• **AIM OF THE TASK**: All entries below are to be copied precisely as they appear.

(Beginning of MATERIAL PROVIDED)

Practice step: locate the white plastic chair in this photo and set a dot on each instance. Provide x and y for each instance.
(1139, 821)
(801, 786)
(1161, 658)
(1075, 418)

(End of MATERIAL PROVIDED)

• **TASK RESULT**:
Practice step: locate the white plastic chair in this photo and set a dot on each instance. Provide x and y for each instance.
(1139, 821)
(801, 786)
(1161, 658)
(1075, 418)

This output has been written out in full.